▶ [Provided information]:
=====

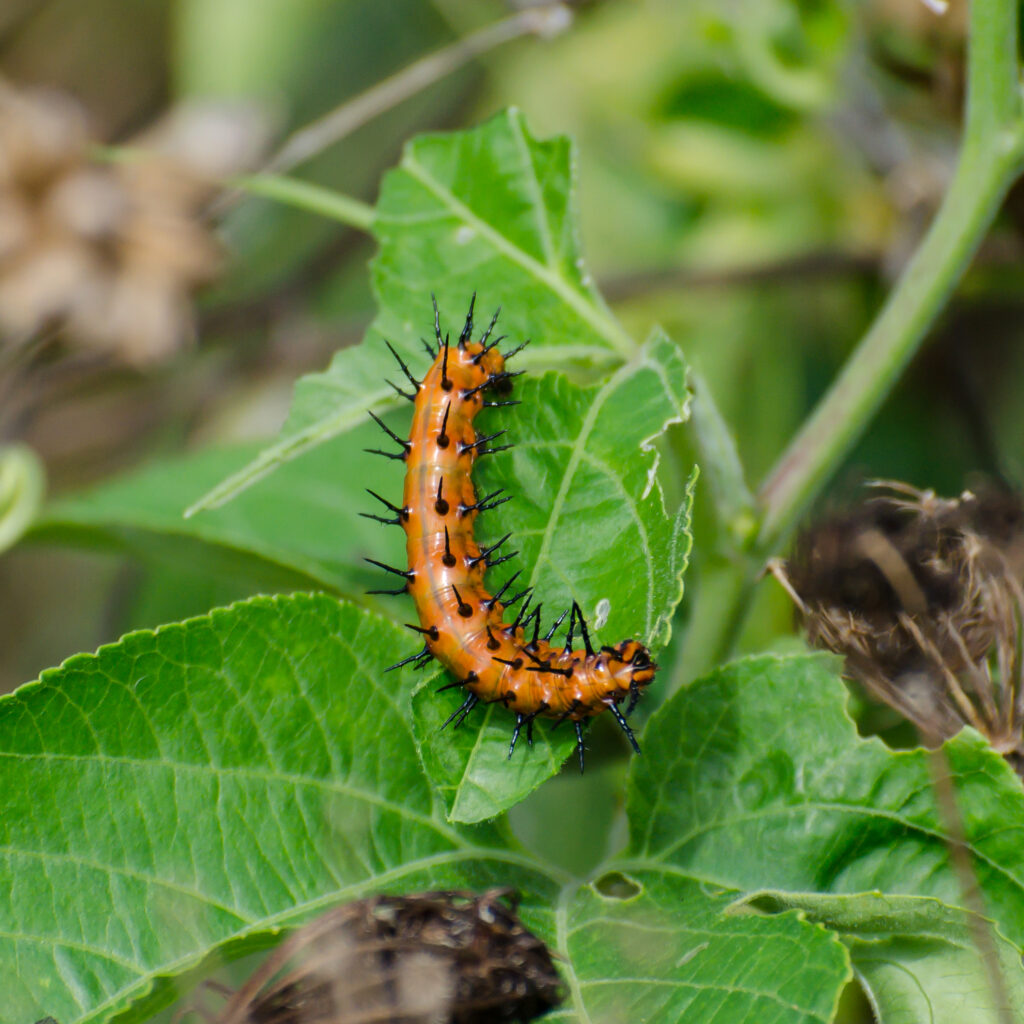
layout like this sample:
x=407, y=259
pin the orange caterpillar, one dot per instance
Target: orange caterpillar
x=463, y=625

=====

▶ [Written problem]: Rewrite the entries with "caterpillar" changed to "larva" everywhere it appears, keeping everything else the same and leaving out the pictures.

▶ [Final result]:
layout like this sample:
x=407, y=259
pin the orange larva, one dot per instance
Target: orange larva
x=463, y=625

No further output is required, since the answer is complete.